● Goal of the exercise:
Locate every line in the records below that contains the word "statue" and copy each of those lines.

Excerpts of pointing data
↓

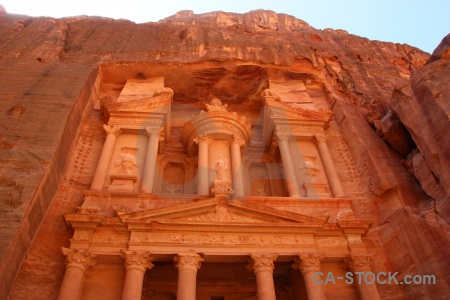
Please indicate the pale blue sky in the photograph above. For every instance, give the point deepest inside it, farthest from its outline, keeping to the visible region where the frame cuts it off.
(422, 24)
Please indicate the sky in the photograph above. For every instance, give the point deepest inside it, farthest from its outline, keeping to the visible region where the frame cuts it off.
(419, 23)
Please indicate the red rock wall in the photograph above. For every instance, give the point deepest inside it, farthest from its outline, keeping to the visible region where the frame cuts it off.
(47, 76)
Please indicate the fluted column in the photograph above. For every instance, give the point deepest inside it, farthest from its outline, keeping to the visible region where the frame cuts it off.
(360, 264)
(187, 264)
(105, 157)
(288, 166)
(148, 177)
(309, 265)
(203, 165)
(262, 266)
(77, 261)
(236, 164)
(330, 170)
(136, 263)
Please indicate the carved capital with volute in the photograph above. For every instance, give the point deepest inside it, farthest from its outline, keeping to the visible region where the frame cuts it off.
(139, 260)
(309, 262)
(238, 140)
(111, 129)
(321, 138)
(191, 261)
(262, 263)
(79, 258)
(283, 136)
(202, 138)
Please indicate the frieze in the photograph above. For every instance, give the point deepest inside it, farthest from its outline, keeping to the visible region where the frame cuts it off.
(309, 262)
(79, 258)
(219, 239)
(262, 263)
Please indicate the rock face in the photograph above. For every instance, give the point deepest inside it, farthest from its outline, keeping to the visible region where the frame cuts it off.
(388, 136)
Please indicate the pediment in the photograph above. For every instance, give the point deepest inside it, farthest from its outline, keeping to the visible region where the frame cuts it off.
(219, 210)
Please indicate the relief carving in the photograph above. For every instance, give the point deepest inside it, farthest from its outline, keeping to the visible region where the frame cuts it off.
(79, 258)
(308, 263)
(190, 261)
(216, 105)
(359, 262)
(262, 263)
(221, 239)
(137, 260)
(270, 93)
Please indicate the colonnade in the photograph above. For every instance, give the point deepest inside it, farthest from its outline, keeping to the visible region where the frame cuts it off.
(137, 262)
(149, 168)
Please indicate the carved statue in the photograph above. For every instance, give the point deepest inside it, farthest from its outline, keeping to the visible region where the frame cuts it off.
(261, 189)
(172, 189)
(270, 93)
(222, 169)
(127, 163)
(216, 105)
(308, 168)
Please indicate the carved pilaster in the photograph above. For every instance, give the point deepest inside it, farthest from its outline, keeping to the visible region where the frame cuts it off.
(321, 138)
(202, 138)
(262, 263)
(282, 136)
(308, 263)
(191, 261)
(137, 260)
(79, 258)
(111, 129)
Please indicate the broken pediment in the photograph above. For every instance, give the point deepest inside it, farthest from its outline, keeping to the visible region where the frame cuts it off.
(219, 210)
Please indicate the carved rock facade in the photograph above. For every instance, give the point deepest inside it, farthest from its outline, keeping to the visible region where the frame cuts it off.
(237, 139)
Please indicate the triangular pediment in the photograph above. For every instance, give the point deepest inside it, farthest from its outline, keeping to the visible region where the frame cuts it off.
(219, 210)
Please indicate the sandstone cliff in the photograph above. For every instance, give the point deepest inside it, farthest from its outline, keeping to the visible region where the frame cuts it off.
(390, 106)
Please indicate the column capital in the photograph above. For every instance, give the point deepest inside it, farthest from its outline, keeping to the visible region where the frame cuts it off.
(139, 260)
(202, 138)
(79, 258)
(283, 136)
(149, 131)
(308, 262)
(190, 261)
(359, 262)
(238, 140)
(111, 129)
(262, 263)
(321, 138)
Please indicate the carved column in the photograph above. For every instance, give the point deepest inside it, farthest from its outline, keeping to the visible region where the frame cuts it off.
(77, 261)
(309, 265)
(105, 157)
(360, 264)
(203, 165)
(187, 264)
(330, 170)
(288, 165)
(136, 263)
(148, 177)
(192, 164)
(262, 266)
(236, 164)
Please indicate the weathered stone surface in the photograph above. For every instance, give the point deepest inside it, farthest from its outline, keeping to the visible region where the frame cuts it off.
(51, 137)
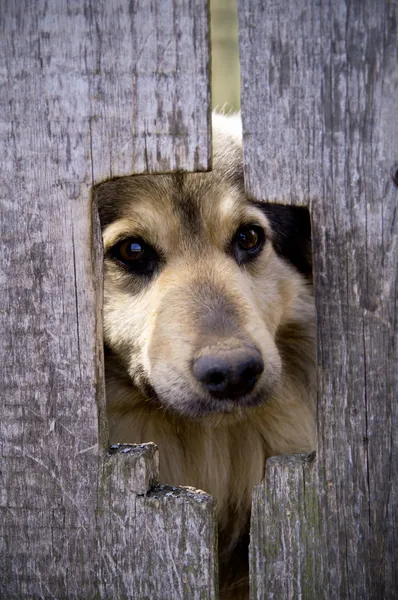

↑

● Task response:
Please indicate the carved statue in the photograph above. For every instance, give the point deepest inside it, farthest from its outline, keeping to the visible region where the frame cuts it off.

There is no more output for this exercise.